Your instructions
Rewrite the records below, replacing each "segment" with "outline" and leaving everything else unchanged.

Records provided
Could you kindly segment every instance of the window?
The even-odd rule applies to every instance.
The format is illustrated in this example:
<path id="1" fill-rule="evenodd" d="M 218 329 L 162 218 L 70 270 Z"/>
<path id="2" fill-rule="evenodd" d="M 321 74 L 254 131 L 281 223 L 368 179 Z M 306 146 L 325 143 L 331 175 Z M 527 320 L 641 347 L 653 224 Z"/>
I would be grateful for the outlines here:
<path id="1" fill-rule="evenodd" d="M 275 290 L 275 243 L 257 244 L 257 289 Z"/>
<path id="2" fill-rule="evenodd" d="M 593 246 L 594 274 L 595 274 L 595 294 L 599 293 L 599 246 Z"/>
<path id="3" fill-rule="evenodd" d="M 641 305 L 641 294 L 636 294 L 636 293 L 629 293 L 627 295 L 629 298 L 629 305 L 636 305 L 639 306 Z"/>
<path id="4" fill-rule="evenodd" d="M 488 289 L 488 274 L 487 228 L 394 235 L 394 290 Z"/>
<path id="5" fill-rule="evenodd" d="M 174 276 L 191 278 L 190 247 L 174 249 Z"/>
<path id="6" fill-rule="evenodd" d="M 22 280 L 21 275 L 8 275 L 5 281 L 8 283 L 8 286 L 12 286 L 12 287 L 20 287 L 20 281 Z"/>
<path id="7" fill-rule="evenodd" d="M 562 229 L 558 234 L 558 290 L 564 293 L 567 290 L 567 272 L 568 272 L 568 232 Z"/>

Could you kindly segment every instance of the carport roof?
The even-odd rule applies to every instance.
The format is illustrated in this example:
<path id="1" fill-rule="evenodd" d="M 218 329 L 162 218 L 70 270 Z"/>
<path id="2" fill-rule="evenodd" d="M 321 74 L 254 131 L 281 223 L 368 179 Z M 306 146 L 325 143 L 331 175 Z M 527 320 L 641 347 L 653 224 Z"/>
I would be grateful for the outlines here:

Output below
Could you kindly outline every instance of the window?
The even-odd rule applies to every instance.
The format is illustrated in this example:
<path id="1" fill-rule="evenodd" d="M 218 329 L 162 218 L 70 270 Z"/>
<path id="2" fill-rule="evenodd" d="M 321 74 L 254 131 L 281 223 L 368 179 Z M 306 146 L 325 143 L 331 175 Z M 527 320 L 641 347 L 653 224 Z"/>
I would be grateful for the outlines here:
<path id="1" fill-rule="evenodd" d="M 275 290 L 275 243 L 257 244 L 257 289 Z"/>
<path id="2" fill-rule="evenodd" d="M 593 246 L 594 274 L 595 274 L 595 294 L 599 293 L 599 246 Z"/>
<path id="3" fill-rule="evenodd" d="M 641 305 L 641 294 L 636 294 L 636 293 L 629 293 L 627 295 L 629 298 L 629 305 L 636 305 L 639 306 Z"/>
<path id="4" fill-rule="evenodd" d="M 488 289 L 488 274 L 487 228 L 394 235 L 394 290 Z"/>
<path id="5" fill-rule="evenodd" d="M 174 276 L 191 278 L 190 247 L 174 249 Z"/>
<path id="6" fill-rule="evenodd" d="M 22 280 L 21 275 L 8 275 L 5 281 L 8 283 L 8 286 L 12 286 L 12 287 L 20 287 L 20 281 Z"/>
<path id="7" fill-rule="evenodd" d="M 562 229 L 558 234 L 558 290 L 564 293 L 567 290 L 567 272 L 568 272 L 568 232 Z"/>

Could you kindly outline every instance of the carport roof?
The even-odd rule applies to every instance.
The format is illustrated in this example:
<path id="1" fill-rule="evenodd" d="M 218 329 L 162 218 L 70 270 Z"/>
<path id="2" fill-rule="evenodd" d="M 321 74 L 254 131 L 281 223 L 368 179 Z M 306 146 L 325 143 L 331 175 Z M 527 320 L 641 347 L 653 224 Z"/>
I would be grateful for the outlines here:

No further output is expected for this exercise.